=== Kutipan Sumber ===
“Mengingat Kembali Orientalisme” Karya Erdward W. Said - Lens Of SAN

“Mengingat Kembali Orientalisme” Karya Erdward W. Said

“Mengingat Kembali Orientalisme” Karya Erdward W. Said

    

    Sedikit review buku karya Edward Said, yang sebelumnya saya tulis untuk memenuhi tugas perkuliahan. buku yang lumayan tebal dan mungkin bagi beberapa orang  sulit untuk dipahami secara langsung konteks tulisannya. 


Buku Orientalisme adalah karya monumental yang terbit pada tahun 1978 oleh seseorang yang bernama Erward W.Said. Said salah satu pemikir yang memelopori kajian pascakolonial. Sebelumnya terdapat beberapa tokoh seperti Aime Cesaire dan Frantz Fanon yang telah melakukan hal yang sama, masing-masing dengan bukunya From Discourse on Colonialism (1995) dan the Fact of Blackness (1952). Namun, yang pertama kali mengkritik ideologi kolonialisme secara diskursif adalah Orientalisme Said. Buku ini menjadi bentuk konsistensi Said untuk mengkaji ketimpangan relasi Timur dan Barat dengan membongkar teks-teks Serta menggugat hegemoni para orientalis Barat yang menganggap Timur sebagai objek.


Abad ke-19, adalah abad di mana orientalis mencapai puncaknya dalam membentuk kebudayaan Barat. Orientalis mengkaji hampir semua disiplin ilmu seperti eksotika, ekonomi, historis, dan teks politik. Secara umum, orientalisme telah berhasil menjadi bagian signifikan dari kemajuan budaya dan peradaban Barat. Kolonialisme pada mulanya adalah penguasaan rempah rempah dan hasil bumi untuk memperkaya negeri penjajah dalam meluaskan kekuasaannya. Inggris, Portugis, Spanyol, Belanda, Perancis adalah sebagian dari negeri penjajah itu. Mereka menjarah dan menguasai. Wacana orientalisme ini lahir pada masa kolonialisme yang menuai berbagai kritik. Kritik terhadap era kolonialisme yakni yang disebut sebagai pasca kolonialisme.

=== Petunjuk Tugas ===
(a) Jawablah pertanyaan berikut berdasarkan ulasan buku Orientalisme.
(i) Pada tahun berapa buku Orientalisme terbit?
(ii) Pada abad berapa orientalis mencapai puncaknya dalam membentuk kebudayaan Barat?
(iii) Negeri penjajah mana saja yang disebutkan?
(b) Ketik ulang bagian ulasan buku Orientalisme yang dimulai dari kata-kata yang memuat "Abad ke-19, adalah" dan berakhir setelah "sebagai pasca kolonialisme.".

=== Kutipan Data ===

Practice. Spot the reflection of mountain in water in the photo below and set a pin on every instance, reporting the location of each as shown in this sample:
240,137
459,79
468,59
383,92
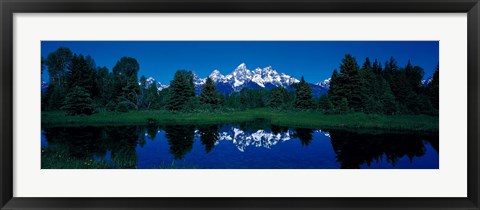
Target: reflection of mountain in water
259,138
120,146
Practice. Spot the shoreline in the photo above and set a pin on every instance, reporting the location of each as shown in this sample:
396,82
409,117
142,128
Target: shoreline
303,119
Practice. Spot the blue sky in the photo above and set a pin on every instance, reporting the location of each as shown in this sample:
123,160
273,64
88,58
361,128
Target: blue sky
315,60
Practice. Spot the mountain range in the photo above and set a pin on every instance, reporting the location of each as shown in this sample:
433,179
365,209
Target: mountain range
242,77
242,139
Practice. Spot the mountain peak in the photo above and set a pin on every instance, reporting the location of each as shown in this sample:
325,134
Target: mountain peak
242,66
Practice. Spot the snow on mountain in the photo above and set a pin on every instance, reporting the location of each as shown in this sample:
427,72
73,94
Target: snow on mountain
242,139
149,81
324,83
425,82
242,77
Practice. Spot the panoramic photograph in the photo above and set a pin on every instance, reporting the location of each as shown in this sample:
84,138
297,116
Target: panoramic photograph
239,105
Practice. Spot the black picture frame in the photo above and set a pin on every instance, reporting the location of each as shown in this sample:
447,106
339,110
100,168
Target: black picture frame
9,7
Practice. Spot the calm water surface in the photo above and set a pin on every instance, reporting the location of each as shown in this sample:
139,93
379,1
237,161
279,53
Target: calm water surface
245,146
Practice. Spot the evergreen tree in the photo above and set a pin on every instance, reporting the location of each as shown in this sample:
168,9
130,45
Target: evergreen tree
390,69
54,97
278,98
82,74
104,85
125,71
152,97
347,84
377,67
182,91
433,89
303,99
324,104
209,94
78,102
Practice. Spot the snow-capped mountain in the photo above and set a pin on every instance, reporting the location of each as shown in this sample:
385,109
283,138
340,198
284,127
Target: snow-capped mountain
259,138
260,77
241,77
149,81
425,82
324,83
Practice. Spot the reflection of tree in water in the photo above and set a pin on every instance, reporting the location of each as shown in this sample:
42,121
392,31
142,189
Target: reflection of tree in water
78,145
276,129
76,142
208,136
152,131
305,135
354,149
180,138
122,142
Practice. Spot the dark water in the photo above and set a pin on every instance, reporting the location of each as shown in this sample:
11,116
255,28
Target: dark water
248,146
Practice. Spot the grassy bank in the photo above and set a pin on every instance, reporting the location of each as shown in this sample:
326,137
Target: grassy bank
291,119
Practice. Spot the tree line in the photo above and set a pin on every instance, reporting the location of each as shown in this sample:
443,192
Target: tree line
79,87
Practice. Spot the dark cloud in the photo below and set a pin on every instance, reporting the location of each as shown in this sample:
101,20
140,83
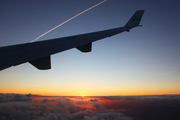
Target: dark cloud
92,100
22,107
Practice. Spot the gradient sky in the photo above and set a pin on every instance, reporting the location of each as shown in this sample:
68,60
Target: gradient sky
144,61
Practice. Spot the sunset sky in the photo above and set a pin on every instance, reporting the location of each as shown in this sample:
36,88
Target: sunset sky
144,61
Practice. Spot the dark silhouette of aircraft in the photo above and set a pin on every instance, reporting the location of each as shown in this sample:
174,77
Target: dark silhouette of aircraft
38,53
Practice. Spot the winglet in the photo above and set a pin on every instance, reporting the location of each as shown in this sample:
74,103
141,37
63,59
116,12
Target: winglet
135,19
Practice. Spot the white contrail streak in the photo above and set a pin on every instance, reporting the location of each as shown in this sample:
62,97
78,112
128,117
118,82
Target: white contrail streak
68,20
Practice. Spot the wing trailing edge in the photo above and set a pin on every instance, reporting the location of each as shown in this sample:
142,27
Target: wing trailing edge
38,53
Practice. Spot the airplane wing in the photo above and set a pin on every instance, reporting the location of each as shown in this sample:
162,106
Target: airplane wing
38,53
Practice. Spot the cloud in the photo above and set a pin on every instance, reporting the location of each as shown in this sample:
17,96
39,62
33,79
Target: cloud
23,107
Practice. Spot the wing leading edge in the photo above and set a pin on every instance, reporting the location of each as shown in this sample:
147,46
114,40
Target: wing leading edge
38,53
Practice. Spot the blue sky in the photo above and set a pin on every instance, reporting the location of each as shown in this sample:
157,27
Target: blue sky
142,61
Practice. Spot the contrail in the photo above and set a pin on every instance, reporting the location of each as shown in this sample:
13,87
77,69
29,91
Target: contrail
68,20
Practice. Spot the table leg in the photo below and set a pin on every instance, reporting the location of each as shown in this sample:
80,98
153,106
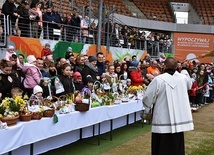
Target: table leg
111,130
93,130
81,134
127,119
99,134
31,149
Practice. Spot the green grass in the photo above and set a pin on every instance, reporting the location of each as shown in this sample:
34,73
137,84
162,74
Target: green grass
90,146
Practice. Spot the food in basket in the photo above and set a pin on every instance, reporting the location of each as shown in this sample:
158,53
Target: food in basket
25,115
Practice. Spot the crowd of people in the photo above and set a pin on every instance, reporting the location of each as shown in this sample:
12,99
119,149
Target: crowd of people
43,19
76,72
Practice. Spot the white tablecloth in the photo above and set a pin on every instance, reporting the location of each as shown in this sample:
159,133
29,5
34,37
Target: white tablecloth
45,135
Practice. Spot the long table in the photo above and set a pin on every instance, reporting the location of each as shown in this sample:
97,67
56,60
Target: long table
38,136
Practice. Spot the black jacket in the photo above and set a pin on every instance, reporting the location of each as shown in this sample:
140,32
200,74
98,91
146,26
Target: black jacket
9,9
67,84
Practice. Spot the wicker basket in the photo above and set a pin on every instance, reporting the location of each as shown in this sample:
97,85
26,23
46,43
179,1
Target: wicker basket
82,107
10,121
49,113
36,116
26,117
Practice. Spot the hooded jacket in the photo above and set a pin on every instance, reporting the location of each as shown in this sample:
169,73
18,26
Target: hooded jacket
32,76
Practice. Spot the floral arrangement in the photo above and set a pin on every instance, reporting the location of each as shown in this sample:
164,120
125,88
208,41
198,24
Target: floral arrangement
12,106
135,89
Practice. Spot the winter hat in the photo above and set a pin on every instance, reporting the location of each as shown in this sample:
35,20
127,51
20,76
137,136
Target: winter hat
92,58
31,59
77,75
195,68
48,45
10,47
89,79
37,89
134,63
69,49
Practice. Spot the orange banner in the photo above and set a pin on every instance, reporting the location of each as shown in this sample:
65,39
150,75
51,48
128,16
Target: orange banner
191,45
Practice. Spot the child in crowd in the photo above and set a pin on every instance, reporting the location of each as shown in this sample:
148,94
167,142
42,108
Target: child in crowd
129,82
16,91
66,79
36,98
77,79
46,51
9,53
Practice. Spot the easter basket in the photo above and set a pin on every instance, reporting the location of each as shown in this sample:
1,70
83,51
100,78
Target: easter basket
48,113
82,107
10,120
36,116
25,117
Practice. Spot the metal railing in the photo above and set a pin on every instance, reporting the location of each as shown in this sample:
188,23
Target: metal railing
56,31
3,38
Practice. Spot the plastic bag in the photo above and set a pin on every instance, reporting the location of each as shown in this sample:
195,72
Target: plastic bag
58,86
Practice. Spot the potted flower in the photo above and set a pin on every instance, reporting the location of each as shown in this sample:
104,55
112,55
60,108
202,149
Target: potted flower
10,109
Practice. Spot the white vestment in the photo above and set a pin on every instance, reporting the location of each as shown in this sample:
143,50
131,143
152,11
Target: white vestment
172,112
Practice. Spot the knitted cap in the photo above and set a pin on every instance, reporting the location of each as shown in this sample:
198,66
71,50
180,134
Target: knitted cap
31,59
92,58
77,75
69,49
48,45
10,47
37,89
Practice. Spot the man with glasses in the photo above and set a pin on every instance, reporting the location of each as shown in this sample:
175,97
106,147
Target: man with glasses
100,63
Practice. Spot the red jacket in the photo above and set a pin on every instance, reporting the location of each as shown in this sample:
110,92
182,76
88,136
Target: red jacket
45,52
136,77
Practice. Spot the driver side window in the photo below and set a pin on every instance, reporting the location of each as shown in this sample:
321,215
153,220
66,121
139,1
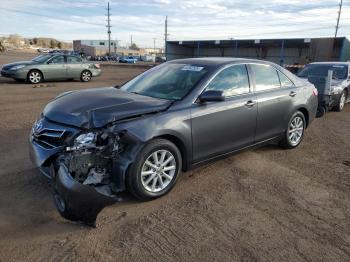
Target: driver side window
57,60
232,81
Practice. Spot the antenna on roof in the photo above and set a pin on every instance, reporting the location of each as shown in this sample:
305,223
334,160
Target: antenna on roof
339,13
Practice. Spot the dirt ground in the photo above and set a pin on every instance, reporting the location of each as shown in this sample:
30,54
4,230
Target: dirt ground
266,204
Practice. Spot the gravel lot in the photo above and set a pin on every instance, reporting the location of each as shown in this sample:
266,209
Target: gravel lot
266,204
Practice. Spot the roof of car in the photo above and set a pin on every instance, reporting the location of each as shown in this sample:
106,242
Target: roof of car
330,63
216,61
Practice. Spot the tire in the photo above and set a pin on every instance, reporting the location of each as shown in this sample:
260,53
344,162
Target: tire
145,179
342,100
62,207
321,111
85,76
34,77
292,139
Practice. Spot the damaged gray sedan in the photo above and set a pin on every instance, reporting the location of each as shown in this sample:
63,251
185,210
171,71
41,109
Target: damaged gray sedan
96,143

=== Jawaban Tugas ===
(a)
(i) Tahun 1978.
(ii) Abad ke-19.
(iii) Inggris, Portugis, Spanyol, Belanda, dan Perancis.

(b)
Abad ke-19, adalah abad di mana orientalis mencapai puncaknya dalam membentuk kebudayaan Barat. Orientalis mengkaji hampir semua disiplin ilmu seperti eksotika, ekonomi, historis, dan teks politik. Secara umum, orientalisme telah berhasil menjadi bagian signifikan dari kemajuan budaya dan peradaban Barat. Kolonialisme pada mulanya adalah penguasaan rempah rempah dan hasil bumi untuk memperkaya negeri penjajah dalam meluaskan kekuasaannya. Inggris, Portugis, Spanyol, Belanda, Perancis adalah sebagian dari negeri penjajah itu. Mereka menjarah dan menguasai. Wacana orientalisme ini lahir pada masa kolonialisme yang menuai berbagai kritik. Kritik terhadap era kolonialisme yakni yang disebut sebagai pasca kolonialisme.